:: EXCERPT TO READ ::

DANTE, representing the pan-European GÉANT network, and the America Connects to Europe project (ACE), managed by Indiana University, have launched a Prior Information Notice (PIN) to progress the implementation of the first ever 100G (gigabits per second) transatlantic links for the research and education community.
Whereas big research projects are already benefiting from the superfast 100G speeds presently being rolled out across the GÉANT network, it is DANTE’s view that data flows may suffer in the near future once they reach the Atlantic. Between them GÉANT and ACE already offer over 80Gbps of transatlantic connectivity, however this is comprised of multiple 10G links and will lead to bottlenecks in the future for those 100G users. For that reason, DANTE aims to replace these over time with multiple 100G links, ensuring that partners in large research projects in areas such as radio astronomy, global earth observation, medical research and particle physics continue to benefit from the best available connectivity.
Cathrin Stöver, Chief International Relations and Communications Officer, DANTE commented: “GÉANT will very soon offer 100Gbps capacity across the pan-European network, and similar capacity is available in North America. We are determined to extend that capacity across the Atlantic in order to stay ahead of the ‘data deluge’ generated by the research community and avoid bottlenecks in the future. Therefore, it is imperative that research and education (R&E) networks such as GÉANT work together to push the envelope of networking technology and deliver economies of scale. By launching this initiative, DANTE is taking the lead in further strengthening links with North America, and ensuring GÉANT remains at the heart of the global research village.” The ideal outcome of this PIN is to run exploratory trials as part of a larger collaborative effort with other R&E networks on either side of the Atlantic, which may lead to subsequent production offerings following full procurement later in 2013.

:::

■ TASK INSTRUCTIONS ■
1. In the announcement, who manages the America Connects to Europe project (ACE)?
2. Return the passage of the announcement word for word, starting at "Whereas big research" and ending at "best available connectivity.".
These rows have no connection to the announcement.

:: DATASET EXCERPTS ::

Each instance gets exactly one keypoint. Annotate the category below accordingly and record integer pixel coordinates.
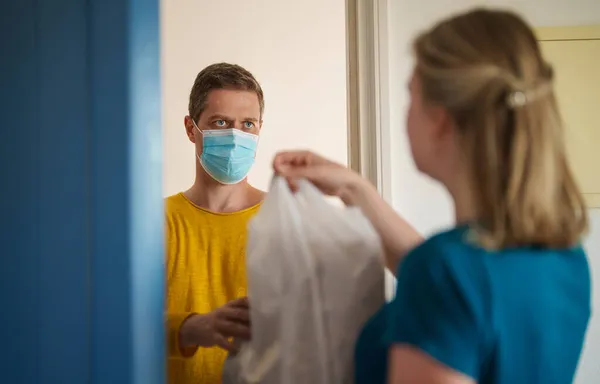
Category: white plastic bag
(315, 275)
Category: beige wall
(424, 202)
(297, 51)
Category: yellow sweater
(206, 268)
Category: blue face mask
(227, 154)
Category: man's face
(226, 108)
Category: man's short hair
(221, 76)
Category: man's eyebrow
(220, 116)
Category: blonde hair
(485, 67)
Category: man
(206, 225)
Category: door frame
(368, 92)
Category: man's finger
(242, 302)
(235, 329)
(238, 314)
(222, 342)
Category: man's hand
(217, 327)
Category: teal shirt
(516, 316)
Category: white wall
(296, 50)
(423, 202)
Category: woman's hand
(397, 236)
(331, 178)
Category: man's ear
(190, 129)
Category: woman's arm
(408, 365)
(397, 235)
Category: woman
(504, 297)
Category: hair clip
(517, 99)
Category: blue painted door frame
(81, 270)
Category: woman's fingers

:::

■ ANSWERS TO THIS EXERCISE ■
1. Indiana University

2.
Whereas big research projects are already benefiting from the superfast 100G speeds presently being rolled out across the GÉANT network, it is DANTE’s view that data flows may suffer in the near future once they reach the Atlantic. Between them GÉANT and ACE already offer over 80Gbps of transatlantic connectivity, however this is comprised of multiple 10G links and will lead to bottlenecks in the future for those 100G users. For that reason, DANTE aims to replace these over time with multiple 100G links, ensuring that partners in large research projects in areas such as radio astronomy, global earth observation, medical research and particle physics continue to benefit from the best available connectivity.